--- Start Provided text ---

/re2go-slow-issue

Code sample for issue where re2go is too slow

Primary LanguageC++

re2go Slow Issue - Solved

This repository contains code sample for my issue in re2c#487 where code generated by re2go is magnitude slower than Go's standard regexp library. It's already solved but I keep this repository as an archive.

Problem

I'm using the following regex pattern to find emails in web pages:

[\+\-\.0-9A-Z_a-z]+@[\-\.0-9A-Z_a-z]+[\.][\-\.0-9A-Z_a-z]+

For Go's standard library, the regex is generated simply by running regexp.MustCompile:

var rxEmail = regexp.MustCompile(`[\+\-\.0-9A-Z_a-z]+@[\-\.0-9A-Z_a-z]+[\.][\-\.0-9A-Z_a-z]+`)

For re2go, the code is generated by two .re templates, one uses custom check for handling end input, and the other one uses sentinel with bound checks. The templates then compiled by re2go using following command (see Makefile for more detail):

re2go -F --input-encoding utf8 --utf8 --no-generation-date -i $INPUT -o $OUTPUT

The problem is there are web pages where code generated by re2go is magnitude slower. In the worst case, Go only takes 20 ms while re2go takes 9 seconds. Several sample of that web pages is included in sample directory.

Cause

My initial re2go template looks like this (omitted for readability):

func re2EmailSentinel(bytes []byte) int {
	for { /*!re2c
		email = [\+\-\.0-9A-Z_a-z]+@[\-\.0-9A-Z_a-z]+[\.][\-\.0-9A-Z_a-z]+;

		{email} { count += 1; continue }
		*       { continue }
		$       { return count }
		*/
	}
}

Let's say I have a string like this:

Contact me in john@doe.com

The template above will process that string like this:

0	Email me in john@doe.com	Store marker in 0.

--- End Provided text ---
--- Start Material shown ---

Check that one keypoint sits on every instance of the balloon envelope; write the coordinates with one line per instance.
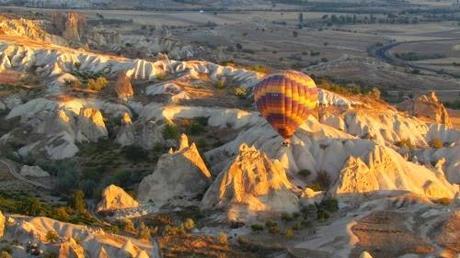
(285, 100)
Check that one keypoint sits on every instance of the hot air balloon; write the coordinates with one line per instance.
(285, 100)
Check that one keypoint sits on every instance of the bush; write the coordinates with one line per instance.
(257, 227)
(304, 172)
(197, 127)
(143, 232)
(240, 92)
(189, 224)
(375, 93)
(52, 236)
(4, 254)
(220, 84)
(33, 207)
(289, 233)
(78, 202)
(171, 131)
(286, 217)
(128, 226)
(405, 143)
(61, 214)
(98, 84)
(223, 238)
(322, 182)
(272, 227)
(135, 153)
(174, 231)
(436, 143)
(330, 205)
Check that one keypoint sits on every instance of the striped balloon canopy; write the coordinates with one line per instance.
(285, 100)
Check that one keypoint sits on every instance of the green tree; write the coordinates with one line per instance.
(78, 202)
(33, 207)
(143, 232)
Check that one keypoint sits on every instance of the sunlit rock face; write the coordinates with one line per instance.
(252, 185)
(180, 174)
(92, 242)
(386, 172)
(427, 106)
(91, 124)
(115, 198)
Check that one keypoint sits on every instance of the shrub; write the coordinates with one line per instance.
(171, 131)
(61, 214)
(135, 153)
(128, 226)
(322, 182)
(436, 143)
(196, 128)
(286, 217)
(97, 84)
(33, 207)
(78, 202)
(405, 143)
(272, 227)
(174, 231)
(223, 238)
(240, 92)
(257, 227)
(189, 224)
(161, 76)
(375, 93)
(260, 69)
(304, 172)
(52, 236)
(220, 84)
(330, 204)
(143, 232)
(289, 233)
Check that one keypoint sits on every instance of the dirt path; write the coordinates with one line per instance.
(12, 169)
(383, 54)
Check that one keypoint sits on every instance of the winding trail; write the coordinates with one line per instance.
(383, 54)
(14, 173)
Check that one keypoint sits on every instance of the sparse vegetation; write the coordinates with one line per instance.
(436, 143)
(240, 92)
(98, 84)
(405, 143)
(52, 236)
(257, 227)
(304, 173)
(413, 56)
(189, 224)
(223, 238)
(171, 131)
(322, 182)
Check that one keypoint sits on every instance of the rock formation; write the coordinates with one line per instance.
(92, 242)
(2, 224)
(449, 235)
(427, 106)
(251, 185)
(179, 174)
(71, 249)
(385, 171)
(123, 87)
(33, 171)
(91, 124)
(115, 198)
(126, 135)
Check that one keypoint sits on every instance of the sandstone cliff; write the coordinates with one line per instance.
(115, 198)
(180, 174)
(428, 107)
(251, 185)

--- End Material shown ---
--- Start Material shown ---

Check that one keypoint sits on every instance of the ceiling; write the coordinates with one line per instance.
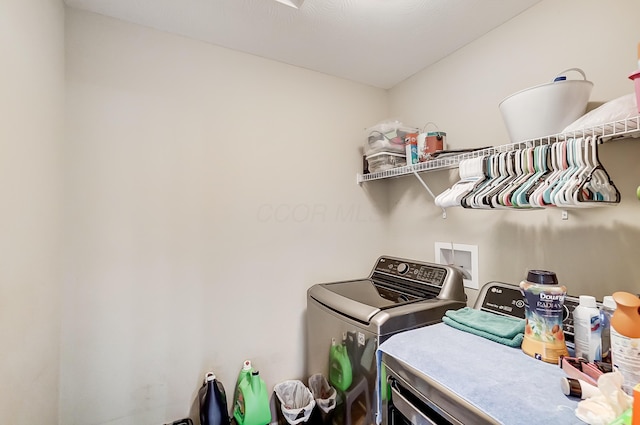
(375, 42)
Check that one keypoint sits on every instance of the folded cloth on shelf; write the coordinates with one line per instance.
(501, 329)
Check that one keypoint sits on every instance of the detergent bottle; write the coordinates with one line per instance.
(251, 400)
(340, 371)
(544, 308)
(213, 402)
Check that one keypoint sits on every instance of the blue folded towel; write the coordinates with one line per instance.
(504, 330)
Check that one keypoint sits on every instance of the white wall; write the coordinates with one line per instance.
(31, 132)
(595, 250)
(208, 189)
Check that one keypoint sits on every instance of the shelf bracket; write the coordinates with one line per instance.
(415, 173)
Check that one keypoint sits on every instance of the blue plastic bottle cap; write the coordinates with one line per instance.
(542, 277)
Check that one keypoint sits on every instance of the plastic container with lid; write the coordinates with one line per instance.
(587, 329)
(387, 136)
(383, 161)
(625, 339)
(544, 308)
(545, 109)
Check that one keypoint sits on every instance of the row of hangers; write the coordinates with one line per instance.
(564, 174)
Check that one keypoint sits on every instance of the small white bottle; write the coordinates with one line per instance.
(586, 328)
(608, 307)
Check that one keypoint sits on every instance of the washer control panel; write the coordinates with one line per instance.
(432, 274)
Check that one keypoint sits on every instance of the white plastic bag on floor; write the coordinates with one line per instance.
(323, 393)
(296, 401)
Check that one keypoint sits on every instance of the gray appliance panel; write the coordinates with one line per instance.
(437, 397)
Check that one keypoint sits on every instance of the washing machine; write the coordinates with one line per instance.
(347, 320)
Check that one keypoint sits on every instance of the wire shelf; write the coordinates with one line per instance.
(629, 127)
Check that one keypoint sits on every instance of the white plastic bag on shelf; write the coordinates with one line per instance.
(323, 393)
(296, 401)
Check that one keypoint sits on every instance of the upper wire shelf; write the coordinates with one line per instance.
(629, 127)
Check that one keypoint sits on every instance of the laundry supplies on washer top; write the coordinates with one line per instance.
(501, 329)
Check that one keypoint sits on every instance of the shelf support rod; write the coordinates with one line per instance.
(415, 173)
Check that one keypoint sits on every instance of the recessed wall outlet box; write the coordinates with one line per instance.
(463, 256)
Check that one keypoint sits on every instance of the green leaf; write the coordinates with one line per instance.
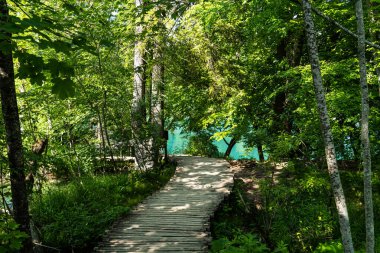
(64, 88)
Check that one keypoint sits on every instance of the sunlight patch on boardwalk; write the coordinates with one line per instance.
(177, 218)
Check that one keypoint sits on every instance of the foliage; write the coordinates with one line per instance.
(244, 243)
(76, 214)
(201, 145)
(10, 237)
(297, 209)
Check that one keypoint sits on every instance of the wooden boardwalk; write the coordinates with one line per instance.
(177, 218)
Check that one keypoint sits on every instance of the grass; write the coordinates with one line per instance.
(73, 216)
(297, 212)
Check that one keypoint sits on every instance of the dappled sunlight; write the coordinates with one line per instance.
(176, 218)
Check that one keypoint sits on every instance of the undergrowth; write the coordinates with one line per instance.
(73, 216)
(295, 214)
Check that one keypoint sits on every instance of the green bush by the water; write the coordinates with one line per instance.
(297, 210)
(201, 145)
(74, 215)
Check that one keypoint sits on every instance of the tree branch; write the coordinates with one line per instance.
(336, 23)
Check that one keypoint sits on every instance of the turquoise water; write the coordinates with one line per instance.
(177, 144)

--- End Material shown ---

# [What you are asked to do]
Return the whole re2go slowness page word for word, from its first line through its last.

# [The solution]
/re2go-slow-issue

Code sample for issue where re2go is too slow

Primary LanguageC++

re2go Slow Issue - Solved

This repository contains code sample for my issue in re2c#487 where code generated by re2go is magnitude slower than Go's standard regexp library. It's already solved but I keep this repository as an archive.

Problem

I'm using the following regex pattern to find emails in web pages:

[\+\-\.0-9A-Z_a-z]+@[\-\.0-9A-Z_a-z]+[\.][\-\.0-9A-Z_a-z]+

For Go's standard library, the regex is generated simply by running regexp.MustCompile:

var rxEmail = regexp.MustCompile(`[\+\-\.0-9A-Z_a-z]+@[\-\.0-9A-Z_a-z]+[\.][\-\.0-9A-Z_a-z]+`)

For re2go, the code is generated by two .re templates, one uses custom check for handling end input, and the other one uses sentinel with bound checks. The templates then compiled by re2go using following command (see Makefile for more detail):

re2go -F --input-encoding utf8 --utf8 --no-generation-date -i $INPUT -o $OUTPUT

The problem is there are web pages where code generated by re2go is magnitude slower. In the worst case, Go only takes 20 ms while re2go takes 9 seconds. Several sample of that web pages is included in sample directory.

Cause

My initial re2go template looks like this (omitted for readability):

func re2EmailSentinel(bytes []byte) int {
	for { /*!re2c
		email = [\+\-\.0-9A-Z_a-z]+@[\-\.0-9A-Z_a-z]+[\.][\-\.0-9A-Z_a-z]+;

		{email} { count += 1; continue }
		*       { continue }
		$       { return count }
		*/
	}
}

Let's say I have a string like this:

Contact me in john@doe.com

The template above will process that string like this:

0	Email me in john@doe.com	Store marker in 0.